*READING PASSAGE:*
==========

We could have not asked for anything better, Crankin for my father. Would have been a mistake (and waste of money) to go to the U.S. for cancer care, now that we know what limited options he had anyway in his 80's. He was already living in a city with a well-known research and care facility in the Canadian oncology world. His advantage helped maintain a high quality of life with cancer, was his general health....no respiratory, heart conditions at all to complicate things.
The useful thing as a patient, is to find a doctor who does believe in patient education, in addition to diagnosis. But personally I find, my best defense, is to be alert to ask good questions when with the doctor and a doctor receptive to being bombarded with patient questions...which a lot of people don't know how to/stressed out/feel intimidated by doctor/health care professionals.
Since this is a cycling forum: no question that being/becoming healthy at least cuts down more medical complications near the end of life. And for major injury/illness before that, you recover better. I personally vouch for this in my concussion recovery in my mid-50's.

==========

*INFORMATION SHOWN:*

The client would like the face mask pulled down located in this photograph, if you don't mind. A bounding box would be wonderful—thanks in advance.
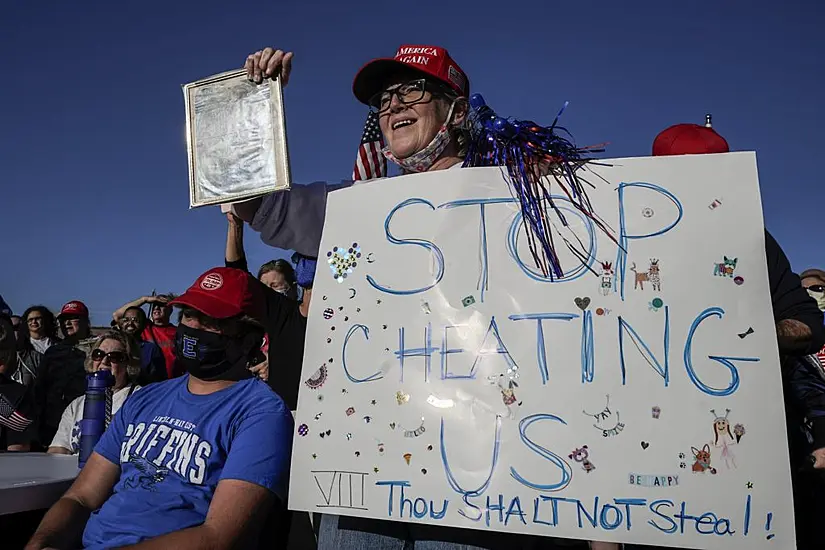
[381,101,455,173]
[175,325,260,381]
[808,290,825,312]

==========

*PROBLEM TO WORK ON:* Can you rewrite the forum post on cancer care between "The useful thing" and "doctor/health care professionals.", inclusive, putting "physician" wherever "doctor" appears?

*EXERCISE OUTPUT:*
The useful thing as a patient, is to find a physician who does believe in patient education, in addition to diagnosis. But personally I find, my best defense, is to be alert to ask good questions when with the physician and a physician receptive to being bombarded with patient questions...which a lot of people don't know how to/stressed out/feel intimidated by physician/health care professionals.